Exercise objective:
Give back the full set of entries exactly, keeping each line intact.

Given entries:
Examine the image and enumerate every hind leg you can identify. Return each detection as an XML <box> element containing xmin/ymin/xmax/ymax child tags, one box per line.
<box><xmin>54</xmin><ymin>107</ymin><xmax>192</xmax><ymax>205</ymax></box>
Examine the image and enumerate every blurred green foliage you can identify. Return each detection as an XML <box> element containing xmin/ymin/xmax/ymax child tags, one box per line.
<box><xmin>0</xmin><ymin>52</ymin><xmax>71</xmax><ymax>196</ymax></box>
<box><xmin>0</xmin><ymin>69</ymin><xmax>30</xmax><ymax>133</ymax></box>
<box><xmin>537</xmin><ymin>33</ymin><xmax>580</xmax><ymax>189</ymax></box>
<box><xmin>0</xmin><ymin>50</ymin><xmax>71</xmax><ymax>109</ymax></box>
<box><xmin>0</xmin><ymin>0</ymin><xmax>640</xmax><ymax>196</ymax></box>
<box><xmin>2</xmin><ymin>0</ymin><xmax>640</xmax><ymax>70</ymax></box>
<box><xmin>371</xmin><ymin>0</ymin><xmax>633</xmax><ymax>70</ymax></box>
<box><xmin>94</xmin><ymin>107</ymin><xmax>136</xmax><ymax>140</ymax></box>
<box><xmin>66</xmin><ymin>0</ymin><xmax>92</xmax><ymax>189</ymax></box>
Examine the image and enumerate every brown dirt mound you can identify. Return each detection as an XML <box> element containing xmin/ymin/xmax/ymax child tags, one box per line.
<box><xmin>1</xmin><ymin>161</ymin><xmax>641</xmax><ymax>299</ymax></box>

Exercise response:
Examine the image and enumerate every hind leg you can identify. Return each detection as an XML <box> element containing xmin/ymin/xmax/ymax child tags, one box per line.
<box><xmin>54</xmin><ymin>107</ymin><xmax>192</xmax><ymax>205</ymax></box>
Examine the image and enumerate every blurred green foliage you can identify. Return each detection as an XML <box> element containing xmin/ymin/xmax/ymax child tags, one box per line.
<box><xmin>0</xmin><ymin>52</ymin><xmax>71</xmax><ymax>196</ymax></box>
<box><xmin>0</xmin><ymin>69</ymin><xmax>30</xmax><ymax>133</ymax></box>
<box><xmin>537</xmin><ymin>33</ymin><xmax>580</xmax><ymax>189</ymax></box>
<box><xmin>0</xmin><ymin>50</ymin><xmax>71</xmax><ymax>109</ymax></box>
<box><xmin>0</xmin><ymin>0</ymin><xmax>640</xmax><ymax>196</ymax></box>
<box><xmin>2</xmin><ymin>0</ymin><xmax>640</xmax><ymax>70</ymax></box>
<box><xmin>371</xmin><ymin>0</ymin><xmax>633</xmax><ymax>70</ymax></box>
<box><xmin>94</xmin><ymin>107</ymin><xmax>136</xmax><ymax>140</ymax></box>
<box><xmin>66</xmin><ymin>0</ymin><xmax>92</xmax><ymax>189</ymax></box>
Examine the image and enumerate every brown dirt mound you can identify. Return each detection as an XML <box> element containing xmin/ymin/xmax/ymax child tags, one box per line.
<box><xmin>1</xmin><ymin>161</ymin><xmax>641</xmax><ymax>299</ymax></box>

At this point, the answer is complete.